=== Problem to solve ===
Can you resume the passage on BICC's half-year results after its last sentence and carry it forward?

=== Supplied passage ===
-*-

Yesterday's interim figures announcement gave nervous analysts plenty to worry about and forecasts, which had already fallen since the spring, tumbled again. Smith New Court came down from pounds 152m for the current year to pounds 142m and the share price, which has slipped from a high of 476p at the beginning of 1994, fell a further 5p to 320p.

That followed a decline in first-half profits from pounds 63m to pounds 60m, a fall in earnings per share from 9p to 6.5p and a one-third cut in the interim dividend to 4p. BICC's problems are legion, but the main ones are Germany, raw materials prices and the UK building market.

With the benefit of hindsight, the acquisition of KWO in Germany in 1993 could not have been worse timed. Since then pricing has deteriorated sharply as cheap eastern European cable imports have undermined the domestic product. That and rationalisation costs knocked a pounds 15m hole in profits in the first half.

-*-

=== Stored data ===

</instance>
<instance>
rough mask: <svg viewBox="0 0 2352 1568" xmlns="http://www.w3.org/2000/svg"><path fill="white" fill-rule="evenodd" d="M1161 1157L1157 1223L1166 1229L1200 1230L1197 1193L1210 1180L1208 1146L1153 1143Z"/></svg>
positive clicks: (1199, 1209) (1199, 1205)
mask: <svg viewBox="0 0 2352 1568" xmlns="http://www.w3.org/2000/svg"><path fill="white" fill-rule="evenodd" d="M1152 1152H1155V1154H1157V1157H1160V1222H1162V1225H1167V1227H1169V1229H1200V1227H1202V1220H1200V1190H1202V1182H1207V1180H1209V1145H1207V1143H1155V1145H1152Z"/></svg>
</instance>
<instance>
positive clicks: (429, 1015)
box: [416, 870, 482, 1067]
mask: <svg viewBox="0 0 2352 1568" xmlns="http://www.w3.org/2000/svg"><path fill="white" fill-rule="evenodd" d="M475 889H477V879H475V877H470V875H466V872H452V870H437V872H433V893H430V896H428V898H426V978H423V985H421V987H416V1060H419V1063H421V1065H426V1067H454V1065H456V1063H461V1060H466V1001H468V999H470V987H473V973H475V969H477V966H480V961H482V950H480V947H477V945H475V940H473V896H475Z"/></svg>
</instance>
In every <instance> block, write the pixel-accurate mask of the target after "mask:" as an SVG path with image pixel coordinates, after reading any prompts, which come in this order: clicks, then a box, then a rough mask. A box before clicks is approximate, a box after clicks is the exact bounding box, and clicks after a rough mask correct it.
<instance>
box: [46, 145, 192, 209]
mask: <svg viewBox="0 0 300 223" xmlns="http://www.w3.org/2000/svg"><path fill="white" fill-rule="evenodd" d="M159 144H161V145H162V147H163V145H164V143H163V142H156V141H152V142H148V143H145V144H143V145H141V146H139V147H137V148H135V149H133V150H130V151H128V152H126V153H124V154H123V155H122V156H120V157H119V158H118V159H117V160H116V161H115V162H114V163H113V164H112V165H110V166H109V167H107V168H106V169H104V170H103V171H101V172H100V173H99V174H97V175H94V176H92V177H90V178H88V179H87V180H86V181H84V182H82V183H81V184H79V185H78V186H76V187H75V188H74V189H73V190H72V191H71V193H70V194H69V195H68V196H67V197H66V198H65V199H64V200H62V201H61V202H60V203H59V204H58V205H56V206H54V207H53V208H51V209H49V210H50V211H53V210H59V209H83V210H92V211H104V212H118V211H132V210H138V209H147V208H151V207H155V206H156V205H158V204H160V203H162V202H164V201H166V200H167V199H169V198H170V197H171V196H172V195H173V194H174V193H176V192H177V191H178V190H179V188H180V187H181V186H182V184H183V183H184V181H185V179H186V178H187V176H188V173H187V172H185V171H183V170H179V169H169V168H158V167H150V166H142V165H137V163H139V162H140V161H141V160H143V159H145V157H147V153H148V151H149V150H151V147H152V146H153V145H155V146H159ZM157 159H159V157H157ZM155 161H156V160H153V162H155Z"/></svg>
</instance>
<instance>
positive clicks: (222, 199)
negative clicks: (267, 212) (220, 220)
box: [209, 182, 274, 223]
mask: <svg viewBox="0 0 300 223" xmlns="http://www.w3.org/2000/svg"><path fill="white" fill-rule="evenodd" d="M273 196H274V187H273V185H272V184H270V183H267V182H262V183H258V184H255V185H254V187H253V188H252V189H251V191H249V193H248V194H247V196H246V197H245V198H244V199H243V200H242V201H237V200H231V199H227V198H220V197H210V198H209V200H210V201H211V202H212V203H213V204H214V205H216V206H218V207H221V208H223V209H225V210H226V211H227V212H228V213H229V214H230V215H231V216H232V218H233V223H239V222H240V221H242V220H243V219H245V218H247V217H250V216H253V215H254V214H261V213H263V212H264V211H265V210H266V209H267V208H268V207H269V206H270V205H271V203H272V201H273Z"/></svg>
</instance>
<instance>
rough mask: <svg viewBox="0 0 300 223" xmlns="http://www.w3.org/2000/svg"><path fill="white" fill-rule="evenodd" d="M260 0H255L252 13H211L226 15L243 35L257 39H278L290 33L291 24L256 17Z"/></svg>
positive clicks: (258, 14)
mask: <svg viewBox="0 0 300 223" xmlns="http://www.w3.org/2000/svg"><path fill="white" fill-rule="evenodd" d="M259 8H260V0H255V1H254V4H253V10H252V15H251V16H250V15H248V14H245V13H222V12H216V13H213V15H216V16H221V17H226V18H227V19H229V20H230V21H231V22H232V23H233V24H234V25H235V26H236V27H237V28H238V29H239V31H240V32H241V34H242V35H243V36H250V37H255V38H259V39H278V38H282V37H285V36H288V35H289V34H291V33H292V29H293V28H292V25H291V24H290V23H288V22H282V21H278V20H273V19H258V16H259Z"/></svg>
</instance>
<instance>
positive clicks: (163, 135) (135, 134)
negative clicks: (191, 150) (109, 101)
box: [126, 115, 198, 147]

-*-

=== Output of the task ===
To be fair, the problem is not specific to BICC - both Siemens and Alcatel, its main competitors, have made public their inability to make any money out of the German market.

The soaring cost of copper last year - up from about $2,000 a tonne to $3,000 - wreaked havoc with the company's working capital. It increased by about pounds 100m during the half year at an annual cost to the interest charge of the best part of pounds 10m.

Balfour Beatty continues to outperform much of the rest of the UK construction industry but margins of only 1.6 per cent are still nothing to write home about. Commendably, the division has increased the proportion of its order book represented by overseas work from 28 to 44 per cent.

At home, Balfour is one of the leading lights of the government's Private Finance Initiative, which would be a good thing were the PFI not such a time-consuming, expensive shambles. Expected to generate incremental work in addition to existing government schemes, it is at best a replacement for government spending and takes a long time to repay chunky tendering costs.

Add the planned withdrawal from the difficult UK house-building market, uncomfortably high gearing and poor cashflow and a prospective p/e of 19 on this year's forecast makes the shares unsustainably expensive, unless you believe the recent whispers about Siemens preparing a bid. The company poured cold water on that yesterday and the shares are a sell.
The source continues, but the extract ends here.